Given problem: Restate all of the entries exactly, dropping any pictures they hold.

+-------+

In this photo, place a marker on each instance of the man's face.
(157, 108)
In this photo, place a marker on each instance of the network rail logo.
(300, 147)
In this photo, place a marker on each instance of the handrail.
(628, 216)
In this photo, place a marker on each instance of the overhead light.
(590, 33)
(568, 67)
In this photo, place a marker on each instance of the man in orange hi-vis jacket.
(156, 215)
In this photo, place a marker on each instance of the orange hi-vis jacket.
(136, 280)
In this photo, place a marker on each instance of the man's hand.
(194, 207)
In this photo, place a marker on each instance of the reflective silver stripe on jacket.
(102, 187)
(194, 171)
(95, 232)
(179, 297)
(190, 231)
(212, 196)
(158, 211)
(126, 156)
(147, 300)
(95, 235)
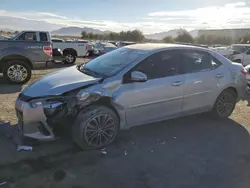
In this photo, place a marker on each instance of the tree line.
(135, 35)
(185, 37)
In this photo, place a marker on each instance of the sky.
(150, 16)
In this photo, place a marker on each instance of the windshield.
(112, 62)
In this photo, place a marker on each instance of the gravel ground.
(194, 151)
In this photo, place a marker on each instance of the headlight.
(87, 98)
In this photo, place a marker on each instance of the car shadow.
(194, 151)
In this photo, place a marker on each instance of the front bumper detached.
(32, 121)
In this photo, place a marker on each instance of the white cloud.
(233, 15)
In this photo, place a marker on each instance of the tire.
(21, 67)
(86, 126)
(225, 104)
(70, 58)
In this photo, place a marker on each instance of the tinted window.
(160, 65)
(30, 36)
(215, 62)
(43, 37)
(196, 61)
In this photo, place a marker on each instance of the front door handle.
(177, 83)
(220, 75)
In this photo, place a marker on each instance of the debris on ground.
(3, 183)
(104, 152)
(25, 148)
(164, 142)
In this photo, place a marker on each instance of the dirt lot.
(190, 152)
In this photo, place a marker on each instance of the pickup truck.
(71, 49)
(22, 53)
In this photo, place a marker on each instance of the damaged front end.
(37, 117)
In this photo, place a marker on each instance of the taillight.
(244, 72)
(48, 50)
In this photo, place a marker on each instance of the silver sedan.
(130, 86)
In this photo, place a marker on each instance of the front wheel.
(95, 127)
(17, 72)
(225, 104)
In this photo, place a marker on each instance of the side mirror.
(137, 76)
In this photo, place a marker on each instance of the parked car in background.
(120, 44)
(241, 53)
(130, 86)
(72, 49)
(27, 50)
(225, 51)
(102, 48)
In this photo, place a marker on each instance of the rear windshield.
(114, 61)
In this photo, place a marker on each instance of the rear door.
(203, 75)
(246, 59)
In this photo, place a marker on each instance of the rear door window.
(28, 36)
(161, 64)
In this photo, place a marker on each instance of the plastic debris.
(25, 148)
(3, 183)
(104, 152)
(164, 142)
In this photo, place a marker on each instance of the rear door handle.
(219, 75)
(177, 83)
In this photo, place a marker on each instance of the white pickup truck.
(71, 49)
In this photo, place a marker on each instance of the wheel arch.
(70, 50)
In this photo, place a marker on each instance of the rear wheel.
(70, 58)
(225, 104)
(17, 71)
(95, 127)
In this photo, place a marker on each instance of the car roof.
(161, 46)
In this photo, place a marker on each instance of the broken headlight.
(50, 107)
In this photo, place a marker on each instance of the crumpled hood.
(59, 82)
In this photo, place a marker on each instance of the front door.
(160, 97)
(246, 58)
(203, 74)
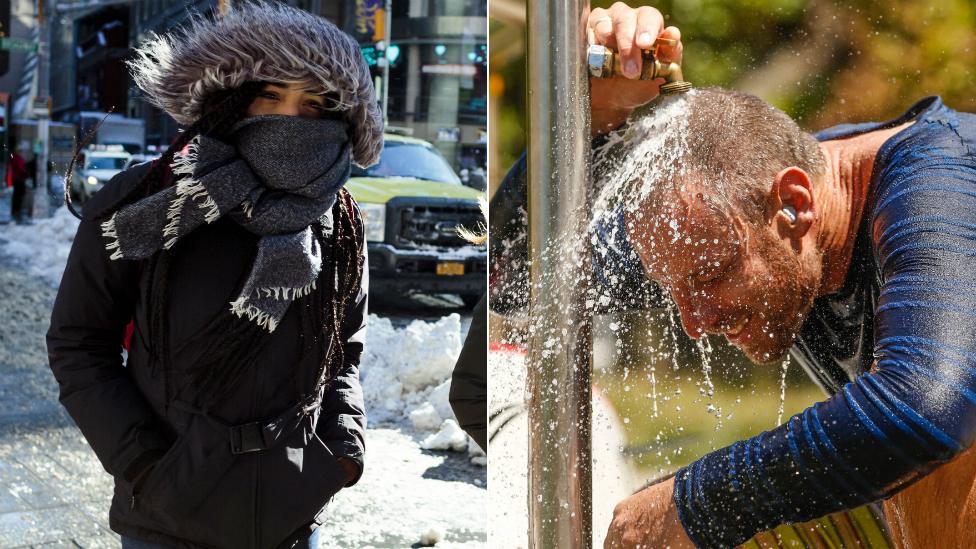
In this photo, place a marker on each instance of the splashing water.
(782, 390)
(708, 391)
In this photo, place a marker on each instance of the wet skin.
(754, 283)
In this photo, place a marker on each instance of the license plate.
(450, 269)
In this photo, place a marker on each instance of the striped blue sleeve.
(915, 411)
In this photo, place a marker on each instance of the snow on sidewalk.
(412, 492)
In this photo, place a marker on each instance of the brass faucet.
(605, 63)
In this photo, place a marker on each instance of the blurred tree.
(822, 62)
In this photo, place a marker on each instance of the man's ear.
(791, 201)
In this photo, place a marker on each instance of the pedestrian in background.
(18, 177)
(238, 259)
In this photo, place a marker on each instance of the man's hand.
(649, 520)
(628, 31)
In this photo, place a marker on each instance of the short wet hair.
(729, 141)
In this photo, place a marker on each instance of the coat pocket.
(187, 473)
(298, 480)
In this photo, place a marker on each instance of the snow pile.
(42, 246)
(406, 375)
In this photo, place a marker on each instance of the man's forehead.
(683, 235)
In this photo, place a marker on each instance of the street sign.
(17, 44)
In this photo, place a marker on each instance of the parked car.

+-------+

Correct result:
In this photo, place a marker on each instance of the man's face.
(157, 108)
In this photo, place a marker on each instance of the network rail logo.
(300, 147)
In this photo, place a marker on each instance of the handrail.
(628, 216)
In this photo, place a marker on each instance of the overhead light.
(590, 33)
(568, 67)
In this photo, place a marker on each instance of the man in orange hi-vis jacket.
(156, 215)
In this photo, place a marker on each instance of the orange hi-vis jacket.
(136, 280)
In this photo, place a marker on each instance of the man's hand.
(194, 207)
In this photo, place a marker on each instance of the reflective silver stripe on jacket.
(102, 187)
(194, 171)
(95, 232)
(179, 297)
(190, 231)
(212, 196)
(158, 211)
(126, 156)
(147, 300)
(95, 235)
In this photo, place a marker on each instance of the tree line.
(135, 35)
(185, 37)
In this photo, place a marker on each instance of the sky.
(150, 16)
In this photo, place a marker on each instance of the windshield.
(112, 62)
In this photo, place a marker on each instance of the gravel ground.
(194, 151)
In this photo, place a marker on each instance of the headlight.
(87, 98)
In this photo, place a marker on each instance of the car shadow.
(194, 151)
In this photo, place a marker on each instance of the front bumper detached.
(32, 121)
In this photo, place a marker on each instance of the white cloud.
(233, 15)
In this photo, place a marker on each instance of the tire.
(21, 67)
(86, 126)
(225, 104)
(70, 58)
In this photo, place a marker on each instance of the tinted window.
(160, 65)
(30, 36)
(215, 62)
(43, 37)
(196, 61)
In this photo, place a marker on each instance of the front door handle.
(177, 83)
(220, 75)
In this photo, place a marker on each instance of the debris on ground.
(3, 183)
(104, 152)
(25, 148)
(164, 142)
In this photo, place a marker on each instance of the dirt lot.
(190, 152)
In this photo, place a marker on each instance of the pickup truck.
(71, 49)
(22, 53)
In this photo, place a marker on each instance of the damaged front end.
(37, 117)
In this photo, place a marker on each instance of the taillight.
(244, 72)
(48, 50)
In this photo, place a marker on each instance of the silver sedan.
(130, 86)
In this photo, place a marker on each instance of the front wheel.
(95, 127)
(17, 72)
(225, 104)
In this photo, place a marker on each instance of the side mirror.
(137, 76)
In this photo, place a marker on each instance of the parked car in background.
(120, 44)
(241, 53)
(130, 86)
(72, 49)
(27, 50)
(225, 51)
(102, 48)
In this photo, place a marker on each instance of the rear windshield.
(114, 61)
In this photo, place a marker on each instance of the rear door.
(203, 75)
(246, 59)
In this photo, place a marker on each instance of the rear door window.
(28, 36)
(161, 64)
In this photo, place a marker on each instance of the plastic debris.
(25, 148)
(3, 183)
(104, 152)
(164, 142)
In this photo, place a marker on each instance of the rear door handle.
(219, 75)
(177, 83)
In this photo, place a marker on each instance of the white pickup truck.
(71, 49)
In this photo, place a marker on each instance of the wheel arch.
(70, 50)
In this photo, place a marker on each instance of the rear wheel.
(70, 58)
(225, 104)
(17, 71)
(95, 127)
In this photo, place a marker on each instance of the car roof.
(161, 46)
In this photo, place a marker on each instance of the broken headlight.
(50, 107)
In this photo, place a marker on each instance of the crumpled hood.
(59, 82)
In this photo, place a marker on each instance of the front door.
(160, 97)
(246, 58)
(203, 74)
In this photo, place a marker on each instance of the splashing water.
(782, 390)
(708, 391)
In this photo, place a marker on each instance of the wet skin.
(754, 283)
In this photo, place a marker on each instance of the license plate.
(450, 269)
In this photo, place a marker on each instance of the striped blue sleeve.
(915, 411)
In this photo, place a marker on each instance of the snow on sidewalk.
(412, 492)
In this photo, place a marker on each instance of the brass faucet.
(605, 63)
In this photo, place a marker on each instance of the blurred tree.
(822, 62)
In this photo, place a marker on each instance of the man's ear.
(791, 201)
In this photo, place a marker on each instance of the pedestrian in background.
(18, 177)
(238, 259)
In this photo, place a marker on each instance of the man's hand.
(649, 520)
(628, 31)
In this photo, place a marker on each instance of the short wet hair.
(729, 141)
In this photo, place a marker on each instance of the coat pocket.
(187, 473)
(298, 480)
In this photo, place a marker on each instance of the snow pile.
(42, 246)
(406, 375)
In this photo, place a marker on each instance of the man's forehead.
(683, 235)
In this photo, place a marker on each instance of the street sign.
(17, 44)
In this photo, place a marker on each instance of the parked car.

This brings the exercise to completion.